● **Source document**:
'''

Roberts was buried near the battlefield with another British casualty, Private Thomas Tuite of the 99th Regiment. Their grave, covered with a concrete tombstone, is in a paddock at the foot of Battle Hill. The government erected a headstone over the grave in 1927.
The four remaining men listed on the Calliope memorial appear to have died in accidental circumstances. Boy 2nd Class Thomas Jones ‘fell from aloft’ on 8 September 1846, while Able Seaman John Elson ‘died’ on 10 February 1847 in unknown circumstances.
Seaman John Clatworthy drowned while attempting to cross the Whanganui Bar on 30 March 1847. The Nelson Examiner and New Zealand Chronicle reported details of the ‘melancholy accident’ in which Clatworthy was one of two fatalities.
Lieutenant Holmes … returning [from Calliope to Whanganui] … was unable to make the bar. He accordingly decided on beaching the boat towards the Wangaihu [Whangaehu River], but, when about a mile from the shore, she shipped a sea and eventually capsized… The unfortunate deceased became frightened, and, loosing [sic] their presence of mind, began to sink. Lieutenant Holmes ... remained with them, assisting them on to the boat, which had turned uppermost. All his humane efforts were unavailing, for the poor fellows were washed off and drowned.
Purser’s Steward Henry May died on 3 May 1847, according to the memorial. From December 1846 Calliope helped to transport troops, supplies and equipment from Wellington to Whanganui. In April 1847 one of its midshipmen inadvertently sparked the Wanganui War by accidentally wounding a local chief with a pistol shot. This conflict had not yet broken out at the time of May’s death, possibly from disease.
This memorial was erected by ‘their Surviving Shipmates as a token of their respect’. It is thought to be purely commemorative – none of the men are believed to be buried at the Bolton Street site, although the last resting places of Minifie and Clatworthy are currently unknown.

'''

● **Referring expression data**:
'''

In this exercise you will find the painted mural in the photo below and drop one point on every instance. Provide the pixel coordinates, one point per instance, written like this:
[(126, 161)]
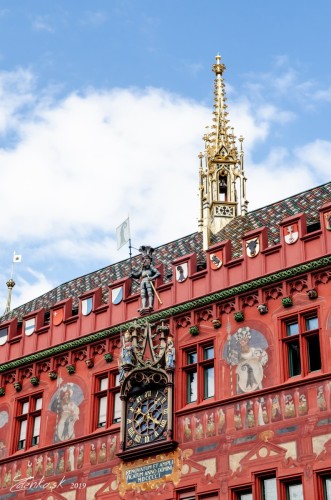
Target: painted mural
[(4, 418), (255, 413), (246, 350), (65, 404)]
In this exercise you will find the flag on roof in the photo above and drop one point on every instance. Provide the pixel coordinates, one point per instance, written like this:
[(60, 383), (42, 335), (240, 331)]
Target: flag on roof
[(123, 233)]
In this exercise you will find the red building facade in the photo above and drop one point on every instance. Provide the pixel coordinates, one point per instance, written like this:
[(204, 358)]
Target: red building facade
[(221, 390)]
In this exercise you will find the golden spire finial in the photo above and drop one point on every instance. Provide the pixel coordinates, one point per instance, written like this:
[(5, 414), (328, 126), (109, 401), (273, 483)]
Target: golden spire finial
[(222, 179), (218, 68)]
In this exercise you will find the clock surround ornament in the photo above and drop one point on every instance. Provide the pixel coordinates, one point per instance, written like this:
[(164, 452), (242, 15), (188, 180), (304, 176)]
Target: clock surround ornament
[(147, 364)]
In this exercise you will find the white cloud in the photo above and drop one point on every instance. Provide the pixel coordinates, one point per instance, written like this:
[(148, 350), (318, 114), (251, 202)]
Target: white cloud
[(94, 18), (32, 286), (81, 164), (42, 23)]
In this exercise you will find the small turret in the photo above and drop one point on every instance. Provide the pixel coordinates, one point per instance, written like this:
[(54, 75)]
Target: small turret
[(222, 171)]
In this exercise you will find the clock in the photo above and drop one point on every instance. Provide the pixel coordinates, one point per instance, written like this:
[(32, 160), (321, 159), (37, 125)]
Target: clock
[(147, 417)]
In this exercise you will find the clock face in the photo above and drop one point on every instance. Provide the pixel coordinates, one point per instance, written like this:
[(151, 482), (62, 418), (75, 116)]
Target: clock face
[(147, 417)]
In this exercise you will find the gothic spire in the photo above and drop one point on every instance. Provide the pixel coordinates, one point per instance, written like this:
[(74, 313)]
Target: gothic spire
[(223, 168)]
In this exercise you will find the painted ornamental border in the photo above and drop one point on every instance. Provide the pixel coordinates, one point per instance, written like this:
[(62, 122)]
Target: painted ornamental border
[(172, 311)]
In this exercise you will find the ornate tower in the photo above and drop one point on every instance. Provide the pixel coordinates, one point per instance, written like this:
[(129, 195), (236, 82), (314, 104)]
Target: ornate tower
[(221, 168)]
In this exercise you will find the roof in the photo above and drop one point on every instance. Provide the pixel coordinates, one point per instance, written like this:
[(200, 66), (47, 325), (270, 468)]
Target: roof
[(270, 216)]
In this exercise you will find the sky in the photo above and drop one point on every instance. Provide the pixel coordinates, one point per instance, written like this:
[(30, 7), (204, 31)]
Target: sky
[(103, 105)]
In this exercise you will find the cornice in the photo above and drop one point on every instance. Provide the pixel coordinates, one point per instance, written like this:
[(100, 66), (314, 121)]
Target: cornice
[(171, 311)]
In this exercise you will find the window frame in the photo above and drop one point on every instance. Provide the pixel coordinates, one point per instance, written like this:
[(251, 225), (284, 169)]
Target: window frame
[(32, 415), (302, 341), (199, 366), (110, 393)]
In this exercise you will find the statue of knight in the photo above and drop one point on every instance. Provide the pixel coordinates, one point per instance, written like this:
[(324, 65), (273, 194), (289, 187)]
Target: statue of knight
[(147, 275)]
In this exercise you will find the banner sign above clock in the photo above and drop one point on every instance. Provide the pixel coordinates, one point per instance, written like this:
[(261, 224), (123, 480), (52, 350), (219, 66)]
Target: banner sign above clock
[(149, 474)]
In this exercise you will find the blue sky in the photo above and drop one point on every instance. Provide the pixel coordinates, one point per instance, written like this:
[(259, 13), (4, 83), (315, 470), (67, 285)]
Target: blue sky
[(103, 105)]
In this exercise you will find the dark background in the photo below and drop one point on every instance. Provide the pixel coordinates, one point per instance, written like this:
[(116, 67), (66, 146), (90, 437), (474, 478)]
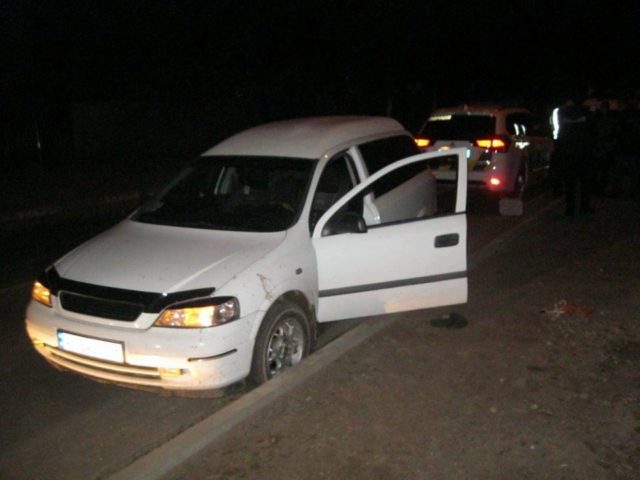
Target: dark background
[(106, 80)]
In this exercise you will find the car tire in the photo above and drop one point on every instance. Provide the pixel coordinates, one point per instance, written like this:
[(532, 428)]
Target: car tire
[(283, 340), (519, 183)]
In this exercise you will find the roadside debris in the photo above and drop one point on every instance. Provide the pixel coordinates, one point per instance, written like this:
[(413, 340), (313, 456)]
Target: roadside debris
[(562, 307), (452, 321)]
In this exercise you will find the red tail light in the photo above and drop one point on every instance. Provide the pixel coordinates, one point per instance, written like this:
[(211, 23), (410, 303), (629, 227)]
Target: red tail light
[(423, 142), (497, 144)]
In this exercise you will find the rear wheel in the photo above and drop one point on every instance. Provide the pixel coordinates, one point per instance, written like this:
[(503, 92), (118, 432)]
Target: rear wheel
[(283, 341), (519, 183)]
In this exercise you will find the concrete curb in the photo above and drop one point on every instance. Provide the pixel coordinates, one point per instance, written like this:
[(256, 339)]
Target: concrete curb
[(160, 461)]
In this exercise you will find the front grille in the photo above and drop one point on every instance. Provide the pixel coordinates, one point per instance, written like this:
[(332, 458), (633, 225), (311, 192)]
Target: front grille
[(100, 307)]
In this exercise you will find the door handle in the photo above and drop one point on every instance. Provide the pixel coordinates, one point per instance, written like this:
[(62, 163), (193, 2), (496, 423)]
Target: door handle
[(448, 240)]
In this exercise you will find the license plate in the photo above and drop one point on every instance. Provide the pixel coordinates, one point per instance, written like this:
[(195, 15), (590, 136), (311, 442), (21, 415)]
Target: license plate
[(91, 347)]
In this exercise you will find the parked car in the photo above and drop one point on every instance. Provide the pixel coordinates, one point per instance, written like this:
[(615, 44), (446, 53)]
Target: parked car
[(508, 149), (225, 274)]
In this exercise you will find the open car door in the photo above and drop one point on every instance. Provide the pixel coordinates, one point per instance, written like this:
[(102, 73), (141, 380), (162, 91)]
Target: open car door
[(396, 242)]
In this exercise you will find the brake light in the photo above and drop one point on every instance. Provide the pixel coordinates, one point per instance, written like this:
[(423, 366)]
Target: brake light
[(497, 144), (423, 142)]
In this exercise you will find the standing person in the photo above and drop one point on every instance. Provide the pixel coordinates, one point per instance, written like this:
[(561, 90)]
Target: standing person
[(573, 162)]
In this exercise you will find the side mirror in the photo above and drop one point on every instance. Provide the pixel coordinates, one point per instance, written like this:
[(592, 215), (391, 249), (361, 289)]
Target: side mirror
[(349, 222)]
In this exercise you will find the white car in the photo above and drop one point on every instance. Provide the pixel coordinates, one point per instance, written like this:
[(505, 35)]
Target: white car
[(507, 147), (225, 274)]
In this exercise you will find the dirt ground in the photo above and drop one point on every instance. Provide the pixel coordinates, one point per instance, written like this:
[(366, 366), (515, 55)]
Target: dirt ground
[(543, 382)]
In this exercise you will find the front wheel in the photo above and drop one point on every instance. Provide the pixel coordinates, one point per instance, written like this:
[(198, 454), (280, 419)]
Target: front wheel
[(283, 340)]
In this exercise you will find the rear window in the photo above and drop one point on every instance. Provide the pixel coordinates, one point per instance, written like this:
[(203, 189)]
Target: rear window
[(459, 127)]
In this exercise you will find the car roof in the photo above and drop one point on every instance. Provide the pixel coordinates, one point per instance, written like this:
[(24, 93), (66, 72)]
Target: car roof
[(306, 137), (488, 109)]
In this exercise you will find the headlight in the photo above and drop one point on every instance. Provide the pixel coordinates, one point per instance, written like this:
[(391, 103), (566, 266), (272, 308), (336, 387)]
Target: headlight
[(202, 313), (41, 294)]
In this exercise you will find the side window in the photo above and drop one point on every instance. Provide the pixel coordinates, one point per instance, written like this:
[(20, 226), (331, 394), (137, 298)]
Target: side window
[(380, 153), (407, 194), (338, 177)]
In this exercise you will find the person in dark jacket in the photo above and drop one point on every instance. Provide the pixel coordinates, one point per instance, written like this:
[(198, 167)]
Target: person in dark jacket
[(573, 160)]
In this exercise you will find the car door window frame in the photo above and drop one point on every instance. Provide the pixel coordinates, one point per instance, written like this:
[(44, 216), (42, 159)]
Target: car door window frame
[(461, 191)]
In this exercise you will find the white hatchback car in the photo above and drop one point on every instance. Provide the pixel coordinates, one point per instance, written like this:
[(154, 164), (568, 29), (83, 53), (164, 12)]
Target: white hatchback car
[(225, 274), (507, 148)]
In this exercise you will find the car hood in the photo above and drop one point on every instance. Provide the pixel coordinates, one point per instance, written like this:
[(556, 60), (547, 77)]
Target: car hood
[(163, 259)]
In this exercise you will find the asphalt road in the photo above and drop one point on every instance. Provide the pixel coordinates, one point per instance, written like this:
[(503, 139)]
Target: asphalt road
[(61, 426)]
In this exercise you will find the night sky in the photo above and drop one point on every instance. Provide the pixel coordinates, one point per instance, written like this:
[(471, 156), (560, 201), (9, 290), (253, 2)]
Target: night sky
[(447, 50)]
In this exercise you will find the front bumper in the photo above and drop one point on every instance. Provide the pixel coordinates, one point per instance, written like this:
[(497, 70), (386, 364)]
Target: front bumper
[(160, 358)]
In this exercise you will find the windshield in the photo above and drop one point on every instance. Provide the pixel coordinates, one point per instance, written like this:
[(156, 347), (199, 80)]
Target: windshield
[(259, 194), (459, 127)]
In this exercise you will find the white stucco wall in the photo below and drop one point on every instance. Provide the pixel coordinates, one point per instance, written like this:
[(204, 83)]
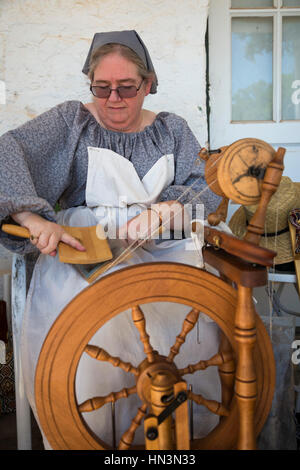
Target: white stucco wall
[(43, 45)]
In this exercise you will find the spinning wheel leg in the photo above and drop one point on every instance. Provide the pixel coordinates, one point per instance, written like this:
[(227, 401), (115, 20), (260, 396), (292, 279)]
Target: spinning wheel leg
[(131, 288)]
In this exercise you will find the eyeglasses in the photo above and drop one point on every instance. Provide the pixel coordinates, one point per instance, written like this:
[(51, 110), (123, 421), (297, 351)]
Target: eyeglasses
[(123, 91)]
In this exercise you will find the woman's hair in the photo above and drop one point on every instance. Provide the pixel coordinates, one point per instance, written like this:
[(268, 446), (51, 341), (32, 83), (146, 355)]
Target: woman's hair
[(124, 51)]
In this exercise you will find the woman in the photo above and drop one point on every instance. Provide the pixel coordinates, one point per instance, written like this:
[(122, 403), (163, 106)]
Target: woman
[(100, 161)]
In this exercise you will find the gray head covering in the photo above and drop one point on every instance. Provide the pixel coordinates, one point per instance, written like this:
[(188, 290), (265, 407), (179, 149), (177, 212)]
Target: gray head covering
[(127, 38)]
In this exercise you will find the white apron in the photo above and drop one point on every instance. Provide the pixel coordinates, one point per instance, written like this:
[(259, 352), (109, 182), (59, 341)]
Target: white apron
[(114, 190)]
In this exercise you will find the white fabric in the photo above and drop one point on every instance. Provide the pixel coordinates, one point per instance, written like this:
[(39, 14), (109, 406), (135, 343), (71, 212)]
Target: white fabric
[(54, 284)]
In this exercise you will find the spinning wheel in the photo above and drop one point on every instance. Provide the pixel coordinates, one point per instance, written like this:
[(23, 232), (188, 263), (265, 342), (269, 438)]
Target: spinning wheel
[(245, 359)]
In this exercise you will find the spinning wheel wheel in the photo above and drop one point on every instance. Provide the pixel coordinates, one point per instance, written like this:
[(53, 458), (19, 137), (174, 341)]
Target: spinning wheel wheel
[(57, 405)]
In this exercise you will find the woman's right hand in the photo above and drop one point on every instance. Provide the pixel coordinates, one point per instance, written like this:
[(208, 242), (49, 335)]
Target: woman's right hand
[(45, 235)]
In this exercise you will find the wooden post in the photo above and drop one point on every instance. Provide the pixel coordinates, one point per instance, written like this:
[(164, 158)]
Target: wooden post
[(245, 386), (161, 388), (226, 371)]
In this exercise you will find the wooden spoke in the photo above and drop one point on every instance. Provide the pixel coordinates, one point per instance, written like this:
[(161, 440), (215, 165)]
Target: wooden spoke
[(188, 325), (140, 323), (94, 403), (102, 355), (212, 405), (216, 360), (128, 436)]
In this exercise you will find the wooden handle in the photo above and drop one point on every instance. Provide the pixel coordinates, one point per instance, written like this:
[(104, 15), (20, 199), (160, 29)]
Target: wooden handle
[(248, 251), (16, 230)]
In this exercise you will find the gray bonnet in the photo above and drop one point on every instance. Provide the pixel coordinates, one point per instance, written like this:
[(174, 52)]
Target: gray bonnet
[(127, 38)]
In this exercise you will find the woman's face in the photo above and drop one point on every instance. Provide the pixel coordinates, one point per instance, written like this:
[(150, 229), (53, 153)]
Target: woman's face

'''

● **Exercises**:
1) From the passage about the Calliope memorial, list each person who is named together with a rank or rating, giving that rank as the passage does.
2) Extend the passage about the Calliope memorial by writing what comes next, starting after its final sentence.
The items have nothing to do with what is asked here.

● **Answers given**:
1)
Private Thomas Tuite
Boy 2nd Class Thomas Jones
Able Seaman John Elson
Seaman John Clatworthy
Lieutenant Holmes
Purser's Steward Henry May

2)
While Roberts lies near the place where he fell, Jones, Elson and May are buried at St Paul’s Church in Molesworth Street, Wellington. According to the church’s burials register, Elson was 22 years old when he died, Jones just 15. The register records that May died on 13 April, three weeks before the date on the memorial.
By about 1918, the HMS Calliope memorial was ‘huddled out of site within the dusty interior of a mortuary chapel’. It stood within 3.7 acres (1.5 ha) of cemetery land requisitioned by the government for a section of Wellington’s new foothills motorway. The memorial was one of 3700 burials, gravestones and other monuments relocated for this reason between 1968 and 1971.
Sacred to the memory / of the / Undermentioned Men belonging / to H.M.S. Calliope who departed this Life / in the manner stated against their Names / and to their Memory’s this Stone is erected / by their Surviving Shipmates as a token / of their respect. / William Minifie Royal Marine who / Fell whilst gallantly engaged in the attack / on the Rebel Chief Kawitti [sic] at Ruapekapeka / Pah on the 11th day of January 1846. / Also William Roberts Capt.Miz.Top. who / Fell gallantly in the attack on Rangihaeata at / Horokiwi on the 6th day of August 1846. / Also Thomas Jones Boy who was Killed by / Falling from aloft on the 8th day of September 1846. / Also John Elson Seaman who Died on the / 10th day of February 1847. / Also John Clatworthy Seaman who was / Drowned in an attempt to cross the Bar at / Wanganui on the 30th day of March 1847. / Also Henry May Pursers Steward who Died / on the 3rd day of May 1847.